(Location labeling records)

++++

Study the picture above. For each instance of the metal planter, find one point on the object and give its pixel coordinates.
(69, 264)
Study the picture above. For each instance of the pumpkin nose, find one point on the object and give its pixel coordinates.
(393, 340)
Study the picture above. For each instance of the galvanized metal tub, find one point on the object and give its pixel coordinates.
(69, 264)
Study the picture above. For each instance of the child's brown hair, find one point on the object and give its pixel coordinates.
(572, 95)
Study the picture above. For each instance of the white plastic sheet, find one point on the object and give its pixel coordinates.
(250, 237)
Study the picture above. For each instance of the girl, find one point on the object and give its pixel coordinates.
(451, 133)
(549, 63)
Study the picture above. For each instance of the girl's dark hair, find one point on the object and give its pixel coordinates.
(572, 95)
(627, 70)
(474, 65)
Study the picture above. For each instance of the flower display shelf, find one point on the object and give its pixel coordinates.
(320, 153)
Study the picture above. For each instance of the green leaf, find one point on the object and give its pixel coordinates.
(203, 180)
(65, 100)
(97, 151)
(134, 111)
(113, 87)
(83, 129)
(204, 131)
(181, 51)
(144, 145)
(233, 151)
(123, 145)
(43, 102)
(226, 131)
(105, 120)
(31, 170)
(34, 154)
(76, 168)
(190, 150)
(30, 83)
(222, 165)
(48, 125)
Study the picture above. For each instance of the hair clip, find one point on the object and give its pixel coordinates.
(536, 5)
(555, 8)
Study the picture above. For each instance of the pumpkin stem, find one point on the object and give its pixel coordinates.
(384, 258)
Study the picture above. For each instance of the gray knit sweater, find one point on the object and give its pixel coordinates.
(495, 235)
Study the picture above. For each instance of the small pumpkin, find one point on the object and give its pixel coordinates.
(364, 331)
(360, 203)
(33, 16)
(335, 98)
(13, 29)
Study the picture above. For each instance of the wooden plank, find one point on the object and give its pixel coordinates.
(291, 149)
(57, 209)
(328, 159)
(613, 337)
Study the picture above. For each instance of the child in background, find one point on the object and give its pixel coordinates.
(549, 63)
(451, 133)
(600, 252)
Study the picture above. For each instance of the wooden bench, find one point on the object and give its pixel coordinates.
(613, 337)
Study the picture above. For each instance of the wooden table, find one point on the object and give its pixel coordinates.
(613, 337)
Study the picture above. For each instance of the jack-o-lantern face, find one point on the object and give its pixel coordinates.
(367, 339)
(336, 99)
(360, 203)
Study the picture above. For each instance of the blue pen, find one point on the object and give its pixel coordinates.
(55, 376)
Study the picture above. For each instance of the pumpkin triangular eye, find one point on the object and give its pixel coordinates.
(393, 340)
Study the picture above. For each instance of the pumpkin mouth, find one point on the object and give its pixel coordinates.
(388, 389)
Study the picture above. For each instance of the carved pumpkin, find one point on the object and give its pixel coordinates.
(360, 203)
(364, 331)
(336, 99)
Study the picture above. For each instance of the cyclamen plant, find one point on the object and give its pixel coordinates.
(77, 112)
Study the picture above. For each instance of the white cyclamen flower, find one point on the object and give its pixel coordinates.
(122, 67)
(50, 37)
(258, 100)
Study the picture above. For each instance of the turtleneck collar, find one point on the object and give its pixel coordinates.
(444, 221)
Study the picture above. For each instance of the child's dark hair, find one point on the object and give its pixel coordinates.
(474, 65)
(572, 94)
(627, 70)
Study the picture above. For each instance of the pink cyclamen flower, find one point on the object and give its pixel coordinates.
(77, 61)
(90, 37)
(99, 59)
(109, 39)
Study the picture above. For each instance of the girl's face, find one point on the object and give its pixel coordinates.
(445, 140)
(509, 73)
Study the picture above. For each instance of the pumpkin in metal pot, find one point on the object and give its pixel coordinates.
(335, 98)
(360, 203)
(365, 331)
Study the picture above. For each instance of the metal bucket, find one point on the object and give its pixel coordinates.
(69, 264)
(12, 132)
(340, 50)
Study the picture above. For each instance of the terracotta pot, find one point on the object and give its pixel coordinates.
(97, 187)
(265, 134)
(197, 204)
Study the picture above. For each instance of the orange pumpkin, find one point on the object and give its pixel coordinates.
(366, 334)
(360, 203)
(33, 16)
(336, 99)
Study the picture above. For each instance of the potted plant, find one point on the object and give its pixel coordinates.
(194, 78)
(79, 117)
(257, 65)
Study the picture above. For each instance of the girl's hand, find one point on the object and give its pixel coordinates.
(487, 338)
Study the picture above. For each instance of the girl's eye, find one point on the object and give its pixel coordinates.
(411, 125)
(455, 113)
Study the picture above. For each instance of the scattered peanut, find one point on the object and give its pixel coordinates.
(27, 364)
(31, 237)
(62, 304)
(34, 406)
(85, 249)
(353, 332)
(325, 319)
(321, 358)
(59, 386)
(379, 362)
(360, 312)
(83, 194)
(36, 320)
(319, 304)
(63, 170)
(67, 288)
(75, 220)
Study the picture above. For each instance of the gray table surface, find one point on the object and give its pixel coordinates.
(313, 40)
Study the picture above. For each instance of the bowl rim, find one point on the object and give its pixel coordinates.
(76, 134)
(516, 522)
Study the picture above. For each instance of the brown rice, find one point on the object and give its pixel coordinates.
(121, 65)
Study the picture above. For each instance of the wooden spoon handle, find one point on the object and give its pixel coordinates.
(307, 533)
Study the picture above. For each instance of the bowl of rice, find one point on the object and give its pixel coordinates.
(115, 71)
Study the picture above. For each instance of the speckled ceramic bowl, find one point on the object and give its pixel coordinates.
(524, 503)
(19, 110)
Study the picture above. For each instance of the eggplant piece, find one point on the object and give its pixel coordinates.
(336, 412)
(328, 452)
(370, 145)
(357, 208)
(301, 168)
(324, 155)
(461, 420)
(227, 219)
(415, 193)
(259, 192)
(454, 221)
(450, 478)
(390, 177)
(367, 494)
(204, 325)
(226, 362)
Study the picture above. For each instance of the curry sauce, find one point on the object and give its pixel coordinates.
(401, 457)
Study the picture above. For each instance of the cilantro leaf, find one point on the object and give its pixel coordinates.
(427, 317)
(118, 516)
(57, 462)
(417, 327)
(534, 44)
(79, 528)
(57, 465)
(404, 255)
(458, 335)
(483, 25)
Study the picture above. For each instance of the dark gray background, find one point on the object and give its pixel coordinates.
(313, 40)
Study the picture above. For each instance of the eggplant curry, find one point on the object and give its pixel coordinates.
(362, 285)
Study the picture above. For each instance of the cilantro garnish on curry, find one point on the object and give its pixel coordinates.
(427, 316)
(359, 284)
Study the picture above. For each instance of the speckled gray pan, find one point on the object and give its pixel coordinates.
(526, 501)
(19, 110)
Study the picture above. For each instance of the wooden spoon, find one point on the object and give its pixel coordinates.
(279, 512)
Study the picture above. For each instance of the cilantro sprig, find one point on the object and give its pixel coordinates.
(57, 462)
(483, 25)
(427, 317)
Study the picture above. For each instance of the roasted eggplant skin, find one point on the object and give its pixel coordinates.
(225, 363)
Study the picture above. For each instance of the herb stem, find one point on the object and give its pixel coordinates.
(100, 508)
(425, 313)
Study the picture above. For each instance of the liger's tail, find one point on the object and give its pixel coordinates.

++++

Write down every line of the data exactly as it appears above.

Study the picture above. For each instance of the metal planter, find one point on the object and give its pixel coordinates.
(69, 264)
Study the picture above. For each instance of the pumpkin nose, find one point on the object and give its pixel coordinates.
(393, 340)
Study the picture above. For each instance of the galvanized metal tub, find one point on the object and give its pixel coordinates.
(69, 264)
Study the picture above. For each instance of the child's brown hair, find one point on the object and give its pixel coordinates.
(572, 95)
Study the picture above. For each instance of the white plastic sheet, find one point on the object and give its pixel coordinates.
(250, 237)
Study the picture above. For each instance of the girl, find one point on the object and give its pixel coordinates.
(451, 133)
(549, 63)
Study the picture above. For each instance of the girl's dark hair, find one point on the object and give its pixel coordinates.
(572, 95)
(627, 70)
(474, 65)
Study the picture above. For each instance of the flower display shelf, find one point on the object and give its pixel coordinates.
(320, 153)
Study the picture above. For each instance of the green leaf, find one point on the object and give its pixel coordinates.
(203, 180)
(65, 100)
(97, 151)
(134, 111)
(113, 87)
(83, 129)
(204, 131)
(181, 51)
(144, 145)
(233, 151)
(123, 145)
(43, 102)
(226, 131)
(105, 120)
(31, 170)
(34, 154)
(76, 168)
(190, 150)
(30, 83)
(222, 165)
(48, 125)
Study the picture above. For each instance of the hair clip, find one point on the object and give its pixel coordinates.
(536, 5)
(555, 8)
Study the picture above. For each instance of the pumpkin stem, find one point on the object and give its pixel coordinates.
(384, 258)
Study the picture above. For each instance of the gray knit sweater, find one point on the object and give its pixel coordinates.
(495, 235)
Study the picture above. For each instance of the small pumpkin, find one point on the object and give its pixel coordinates.
(364, 331)
(360, 203)
(33, 16)
(335, 98)
(13, 29)
Study the picture above. For each instance of the wooden plank, find one point on the object and give its pixel coordinates.
(291, 149)
(57, 209)
(328, 159)
(613, 337)
Study the picture above. For each instance of the child in background, find one point on the object and give its pixel coordinates.
(549, 63)
(451, 133)
(600, 252)
Study the picture above. For each instance of the wooden bench, find one point on the object and give its pixel coordinates.
(613, 337)
Study the picture above. For each instance of the wooden table, find one point on the object and give its pixel coordinates.
(613, 337)
Study the picture above. For each instance of the jack-o-lantern face, find one point on the object and give its pixel coordinates.
(367, 339)
(336, 99)
(360, 203)
Study the picture above. For each instance of the blue pen, find one point on the object and give its pixel coordinates.
(55, 376)
Study the picture above. For each instance of the pumpkin triangular eye, find one point on the object and give its pixel coordinates.
(393, 340)
Study the picture above. For each instance of the pumpkin mouth, find one point on the object and give its pixel coordinates.
(388, 389)
Study the picture above. For each instance of the carved pumpkin, find one point on the object and give its pixel coordinates.
(360, 203)
(364, 331)
(336, 99)
Study the picture above. For each instance of the cyclamen plant, find one point on the object and give its pixel coordinates.
(77, 112)
Study the picture above. For each instance of the white cyclamen flower, find one point on the object and give its pixel coordinates.
(122, 67)
(50, 37)
(258, 100)
Study the picture above. For each instance of the turtleneck collar, find one point on the object and give its pixel coordinates.
(444, 221)
Study the picture above. For each instance of the child's dark hair, find one point on the object and give its pixel coordinates.
(474, 65)
(572, 94)
(627, 70)
Study the picture above. For each instance of the pink cyclamen flower, find one point on the object and give its pixel coordinates.
(77, 61)
(90, 37)
(99, 59)
(109, 39)
Study the picture above. For each instance of the girl's face, find one point on the object and give its pixel coordinates.
(445, 140)
(509, 73)
Study the picture above. For each instance of the pumpkin in metal pot, find one point on the object and give its pixel coordinates.
(335, 98)
(360, 203)
(365, 331)
Study the picture above. For each instance of the metal bucket, find one point on the object and give its pixel coordinates.
(69, 264)
(12, 132)
(340, 50)
Study the picture above. For each instance of the terracotta pot, find one point on the object and give its pixel coordinates.
(97, 187)
(265, 134)
(197, 204)
Study the picture above. For each instance of the orange pumpkin, find one point on the object and give its pixel coordinates.
(366, 334)
(360, 203)
(33, 16)
(336, 99)
Study the picture above. For each instance of the potted plant, find one point on the object and give its pixel coordinates.
(194, 78)
(79, 117)
(257, 65)
Study the picture above. For each instance of the girl's hand, find one point on the object and give its pixel coordinates.
(487, 338)
Study the picture above. For each instance of the girl's eye, find one point on the object and give its pixel coordinates.
(411, 125)
(455, 113)
Study the picture above. For each instance of the scattered peanut, find one point on the object and give its pixel coordinates.
(27, 364)
(31, 237)
(62, 304)
(34, 406)
(85, 249)
(353, 332)
(325, 319)
(321, 358)
(59, 386)
(379, 362)
(360, 312)
(83, 194)
(36, 320)
(319, 304)
(63, 170)
(67, 288)
(75, 220)
Study the picture above. For each instance of the gray table surface, find one point on the object and give its pixel coordinates.
(313, 40)
Study the picture above. For each instance of the bowl rim, find one point on the object and give its pixel coordinates.
(76, 134)
(516, 522)
Study the picture above. For each instance of the brown rice, find one point on the object and give its pixel coordinates.
(121, 65)
Study the picture above. For each instance of the wooden spoon handle, find one point on the object and give its pixel coordinates.
(307, 533)
Study the picture above. For each instance of the bowl of rice, find one point on the object and give its pixel coordinates.
(115, 71)
Study the picture above. For each instance of the speckled ceramic bowl, find one point on the object and give its pixel coordinates.
(524, 503)
(19, 110)
Study the picture above. For each instance of the eggplant piece, find one point on the object and give its pixel coordinates.
(336, 412)
(328, 452)
(370, 145)
(357, 208)
(301, 168)
(324, 155)
(461, 420)
(227, 219)
(415, 193)
(259, 192)
(454, 221)
(450, 478)
(390, 177)
(367, 494)
(204, 325)
(226, 362)
Study the picture above. For each instance of the curry sauce, find one point on the object and give its pixel coordinates.
(401, 457)
Study the picture above. For each instance of the cilantro leaf, find one point on the object and give its pixel coordinates.
(427, 317)
(118, 516)
(57, 462)
(417, 327)
(534, 44)
(79, 528)
(57, 465)
(404, 255)
(458, 335)
(483, 25)
Study the picture above. For each instance of the dark gray background, find one point on the object and give its pixel coordinates.
(313, 40)
Study the picture above. For each instance of the eggplant curry, find one point on the object and give its pixel coordinates.
(362, 285)
Study the picture above. For each instance of the cilantro garnish on curry, find one point on the object and give its pixel coordinates.
(427, 316)
(359, 284)
Study the picture above. For each instance of the speckled gray pan, find one point on the object and give its pixel coordinates.
(526, 501)
(19, 110)
Study the picture above. For each instance of the wooden spoon, find one point on the object and give its pixel coordinates.
(279, 512)
Study the picture above. For each instance of the cilantro sprig, find one point on the object and give its pixel coordinates.
(57, 462)
(483, 25)
(427, 317)
Study the picture above. For each instance of the roasted eggplant skin, find one point on the object and give its pixel coordinates.
(225, 363)
Study the picture above. For each instance of the herb stem, find one point on the object and give its pixel coordinates.
(100, 508)
(425, 313)
Study the picture above. For each instance of the liger's tail, find one point on the object and give its pixel coordinates.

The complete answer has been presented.